Denim’s Comeback Fight: Can American Jeans Flex Their Muscle and Dominate Again?

Denim’s Comeback Fight: Can American Jeans Flex Their Muscle and Dominate Again?

Imagine a town where the past and future of American denim collide—a place named Vidalia, Louisiana, nestled alongside the mighty Mississippi. Known for a legendary fight that nearly took James Bowie’s life, this small city also became the hopeful battleground for reviving U.S. selvedge denim production. But despite ambitious dreams, colossal investments, and those cherished Draper X3 looms humming with promise, Vidalia Mills fell silent by late 2024, leaving behind a tale of dashed hopes and a community holding its breath. So, what really went wrong? And can the spirit of American denim rise from the ashes, or is the fabric of tradition unraveling for good? Dive into the intricate saga of denim’s reign, fall, and the relentless fight to bring it back—because this is more than cloth; it’s a legacy woven into our nation’s very identity. LEARN MORE

Estimated read time13 min read

On the western bank of the Mississippi river, about an hour and half drive north from Baton Rouge, sits Vidalia, Louisiana. A city of around 18,000, it’s the site of the “Sandbar Fight” of 1827 that nearly killed folk hero James Bowie, and more recently (and peacefully), the annual Jim Bowie Festival and Barbecue Throwdown.

But for denim obsessives, Vidalia will always be synonymous with the dashed hope of reviving large-scale selvedge production on U.S. soil. In 2019, armed with millions of dollars in loans, a former Fruit of the Loom distribution center turned factory, and a fleet of hallowed looms, Vidalia Mills offered the promise of renewed jobs, redeemed pride, and the reshoring of a totemic American product. But by Thanksgiving of 2024, Vidalia’s employees had been sent home, its looms silent and its creditors circling.

When Mayor Buz Craft delivered his annual “State of the Town” address on YouTube last December, a pained look flashed across his face as he flatly declared, “I am disappointed…with the denim plant, which everybody knows the story on that.”

Even if they do, it’s not the full story. To understand what happened with Vidalia you have to step back, way back; the mill was merely the latest plot twist in the long narrative arc of American denim manufacturing. That story stretches across centuries and is as much about international agreements and corporate balance sheets as it is fashion, craft, and cloth. With tariffs and “Made in the U.S.A.” still swirling in the national conversation, Esquire set out to untangle how denim manufacturing established America as the jeans capital of the world, understand the forces behind its spectacular decline, and ultimately, uncover who or what could put it, and the workers at its heart, back on top.

_ _ _ _

## Study questions
• a. Transcribe the denim article word for word, starting with "On the western" and going on through "and Barbecue Throwdown.".
• b. In the denim article, by when had Vidalia Mills' employees been sent home?
Rely only on the denim article.

## Dataset
_ _ _ _

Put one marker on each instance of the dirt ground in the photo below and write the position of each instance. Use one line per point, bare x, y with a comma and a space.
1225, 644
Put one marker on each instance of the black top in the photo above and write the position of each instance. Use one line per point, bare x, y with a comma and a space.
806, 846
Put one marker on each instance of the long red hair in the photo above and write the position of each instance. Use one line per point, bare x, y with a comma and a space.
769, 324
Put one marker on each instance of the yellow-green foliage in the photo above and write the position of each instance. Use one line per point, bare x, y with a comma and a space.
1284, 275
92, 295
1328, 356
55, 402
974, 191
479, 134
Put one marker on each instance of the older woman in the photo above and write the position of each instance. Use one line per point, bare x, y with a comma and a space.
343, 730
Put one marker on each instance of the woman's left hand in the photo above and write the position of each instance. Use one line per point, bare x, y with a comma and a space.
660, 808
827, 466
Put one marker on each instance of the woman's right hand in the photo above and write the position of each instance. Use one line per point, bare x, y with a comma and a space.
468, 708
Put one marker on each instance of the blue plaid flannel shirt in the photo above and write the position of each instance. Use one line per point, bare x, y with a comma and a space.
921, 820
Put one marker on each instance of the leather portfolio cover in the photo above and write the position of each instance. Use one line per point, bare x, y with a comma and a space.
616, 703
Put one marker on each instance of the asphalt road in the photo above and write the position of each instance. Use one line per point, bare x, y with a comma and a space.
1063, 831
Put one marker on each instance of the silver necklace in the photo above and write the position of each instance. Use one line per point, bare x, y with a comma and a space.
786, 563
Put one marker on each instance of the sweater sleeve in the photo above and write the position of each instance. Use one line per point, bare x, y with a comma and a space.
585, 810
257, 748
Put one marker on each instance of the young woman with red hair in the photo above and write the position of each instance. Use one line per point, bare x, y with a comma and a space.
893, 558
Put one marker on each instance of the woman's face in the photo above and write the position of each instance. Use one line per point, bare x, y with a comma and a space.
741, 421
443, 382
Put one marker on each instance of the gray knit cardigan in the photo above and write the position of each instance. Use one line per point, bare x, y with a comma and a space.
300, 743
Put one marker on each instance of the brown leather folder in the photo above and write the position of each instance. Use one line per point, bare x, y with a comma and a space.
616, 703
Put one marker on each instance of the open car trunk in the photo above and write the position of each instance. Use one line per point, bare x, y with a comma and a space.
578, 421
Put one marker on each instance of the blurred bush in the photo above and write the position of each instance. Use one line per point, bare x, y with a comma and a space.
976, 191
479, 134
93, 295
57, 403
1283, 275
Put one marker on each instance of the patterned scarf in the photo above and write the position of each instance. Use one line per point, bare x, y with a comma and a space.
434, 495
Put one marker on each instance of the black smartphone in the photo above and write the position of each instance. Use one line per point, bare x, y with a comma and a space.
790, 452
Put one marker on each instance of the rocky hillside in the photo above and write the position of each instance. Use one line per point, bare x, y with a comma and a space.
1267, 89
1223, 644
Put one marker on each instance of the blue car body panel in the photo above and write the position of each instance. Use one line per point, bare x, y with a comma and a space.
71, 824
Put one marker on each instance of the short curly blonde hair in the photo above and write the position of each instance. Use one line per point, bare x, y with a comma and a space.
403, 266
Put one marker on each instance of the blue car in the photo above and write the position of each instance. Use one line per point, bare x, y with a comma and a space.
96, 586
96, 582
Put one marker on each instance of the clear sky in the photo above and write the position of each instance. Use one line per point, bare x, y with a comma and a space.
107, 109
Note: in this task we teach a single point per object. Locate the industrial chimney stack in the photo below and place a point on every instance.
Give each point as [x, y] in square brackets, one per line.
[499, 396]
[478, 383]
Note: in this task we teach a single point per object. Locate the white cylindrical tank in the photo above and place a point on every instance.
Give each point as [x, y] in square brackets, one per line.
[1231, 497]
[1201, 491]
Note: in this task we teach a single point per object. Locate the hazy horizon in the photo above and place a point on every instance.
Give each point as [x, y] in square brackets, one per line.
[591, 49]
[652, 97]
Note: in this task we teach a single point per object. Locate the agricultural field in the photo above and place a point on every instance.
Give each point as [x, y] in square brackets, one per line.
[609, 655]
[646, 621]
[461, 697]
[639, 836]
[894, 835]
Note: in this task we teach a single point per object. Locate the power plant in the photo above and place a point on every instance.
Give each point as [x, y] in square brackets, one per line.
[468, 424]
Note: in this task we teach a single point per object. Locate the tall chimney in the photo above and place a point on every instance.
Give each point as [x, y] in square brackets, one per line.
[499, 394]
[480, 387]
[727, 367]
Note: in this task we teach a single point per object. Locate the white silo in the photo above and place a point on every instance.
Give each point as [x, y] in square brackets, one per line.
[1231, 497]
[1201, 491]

_ _ _ _

## Solutions to the tasks
• a.
On the western bank of the Mississippi river, about an hour and half drive north from Baton Rouge, sits Vidalia, Louisiana. A city of around 18,000, it’s the site of the “Sandbar Fight” of 1827 that nearly killed folk hero James Bowie, and more recently (and peacefully), the annual Jim Bowie Festival and Barbecue Throwdown.

• b. By Thanksgiving of 2024.